__TEXT SHOWN__:
System Block Diagram

Below is the full system block diagram. The primary blocks are the MCU, GPS, OSD generator, and RF IC.

File:Rev0SD Block.png
rev0SD System Block Diagram.

Block Descriptions


The MCU will be a TI MSP430F5508, which I have been using in my senior project. I have familiarity with the IC and programming environment, and have written drives for SPI and UART which are needed to interface with the RF IC and GPS. The MCU firmware can be uploaded via a USB interface.


The OSD generator is a Maxim MAX7456, which contains on-board memory to store custom characters and handles the video generation and synchronization.


The GPS is a GlobalTop FGPMMOPA6B module, which has a built in patch antenna and Mediatek chipset, and outputs NMEA at 9600 baud.


The RF IC is an Analog Devices ADF7012, which is a 75-1000MHz transmitter capable of FSK and ASK modes. It is controlled over SPI. A Skyworks SKY65017 100mW amplifier will be used to boost the signal, and a low pass filter will be added to the output to prevent harmonic or spurious emissions.

Analog and Power

A current sense resistor and current sense amplifier (TI INA214) will be used to measure the RC system current, which can be read by the MCU and displayed. A TI TPS5430 step down regulator will step down the battery voltage (9-12.6V) efficiently to provide up to 3A to servos and other systems requiring a 5V supply. A linear regulator (TI TLV1117) will provide the 3.3V needed by the MCU, GPS, and RF IC. A 12.6V step up regulator (TI TPS61085) will provide up to 150mA to maintain a constant output voltage for the video transmitter to ensure consistent output power.

__RAW RECORDS__:

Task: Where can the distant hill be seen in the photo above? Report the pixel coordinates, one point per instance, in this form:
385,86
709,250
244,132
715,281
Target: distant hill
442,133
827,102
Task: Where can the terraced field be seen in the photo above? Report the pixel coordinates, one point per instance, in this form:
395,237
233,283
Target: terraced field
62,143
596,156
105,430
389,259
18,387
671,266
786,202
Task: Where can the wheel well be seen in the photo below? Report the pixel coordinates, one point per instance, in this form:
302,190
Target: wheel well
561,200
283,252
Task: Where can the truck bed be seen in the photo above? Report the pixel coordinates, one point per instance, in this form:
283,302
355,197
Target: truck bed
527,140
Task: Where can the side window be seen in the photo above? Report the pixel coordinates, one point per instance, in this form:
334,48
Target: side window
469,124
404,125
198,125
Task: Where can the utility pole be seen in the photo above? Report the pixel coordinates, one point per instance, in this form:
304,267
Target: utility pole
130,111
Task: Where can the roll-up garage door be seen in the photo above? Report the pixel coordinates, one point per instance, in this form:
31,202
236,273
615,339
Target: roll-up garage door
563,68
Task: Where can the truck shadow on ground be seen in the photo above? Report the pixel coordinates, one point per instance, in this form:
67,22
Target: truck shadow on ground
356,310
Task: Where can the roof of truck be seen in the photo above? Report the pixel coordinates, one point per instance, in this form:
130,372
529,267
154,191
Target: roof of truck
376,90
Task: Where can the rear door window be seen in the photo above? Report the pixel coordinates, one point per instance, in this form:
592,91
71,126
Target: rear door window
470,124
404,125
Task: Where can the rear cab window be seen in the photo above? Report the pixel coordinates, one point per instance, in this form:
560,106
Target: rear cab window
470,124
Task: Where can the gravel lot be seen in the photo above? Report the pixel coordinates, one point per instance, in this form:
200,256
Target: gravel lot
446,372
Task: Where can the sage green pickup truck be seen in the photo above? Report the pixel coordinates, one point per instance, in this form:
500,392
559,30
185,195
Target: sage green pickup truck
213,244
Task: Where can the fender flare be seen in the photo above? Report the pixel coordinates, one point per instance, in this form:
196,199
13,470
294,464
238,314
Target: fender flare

__INSTRUCTIONS TO FOLLOW__: Extend the system block diagram write-up above, beginning after its paragraph on analog and power.

__OUTPUT BELOW__:
Schematic + Layout

Schematic for rev0SD v1.1.
PCB Layout for rev0SD v1.1.

The final schematic retains all the original functions of the block diagram and adds a video switch to select between one of three video inputs. There are 2 servo or general digital inputs, a 10.24V analog input, and a 16.8V analog input for reading RSSI and secondary battery voltages, respectively. The boost converter is powered by the 5V step down regulator, since the maximum voltage input is 6.5V. The overall system can run from a battery voltage of 6-26V (limited by common mode input range of the current shunt monitor), allowing for operation on up to 5S LiPo batteries (with modified voltage divider for voltage sense circuit).

Testing + Debug

5/11/2012 - After the board underwent reflow, solder bridges were cleared using solder wick and flux. After a visual inspection, the necessary components for the buck converter were soldered. The input was connected to a variable current-limited bench supply, and the output was verified to be 4.96V, within specification.

5/13/2012 - The remaining components were hand soldered and visually inspected between. The board was again connected to a current-limited bench supply to verify correct operation. The microcontroller was first connected via micro-USB to a computer and initialized for bootloader operation. The PC indicated an error with the USB device. The circuit was then compared to a known good circuit (MSP430F5508 Test Board) to ensure no errors in schematic or layout. No errors were found, so a programming header was soldered to the test pads on the board to allow programming over SPI-Bi-Wire. After loading a test program, I determined that the 24MHz oscillator was not starting. Measurement with a multimeter showed that there was a short of ~3-4 ohms to ground on the crystal input (P5.2, XT2 In). Close inspection with a magnifying lens and flashlight showed that there was a small solder bridge behind pins 44 and 45 of the device. The pins were reflowed with flux to clear the solder bridge. Proper operation was then verified by running a test program to blink the LED at 1Hz, and connecting the board to a PC in bootloader mode.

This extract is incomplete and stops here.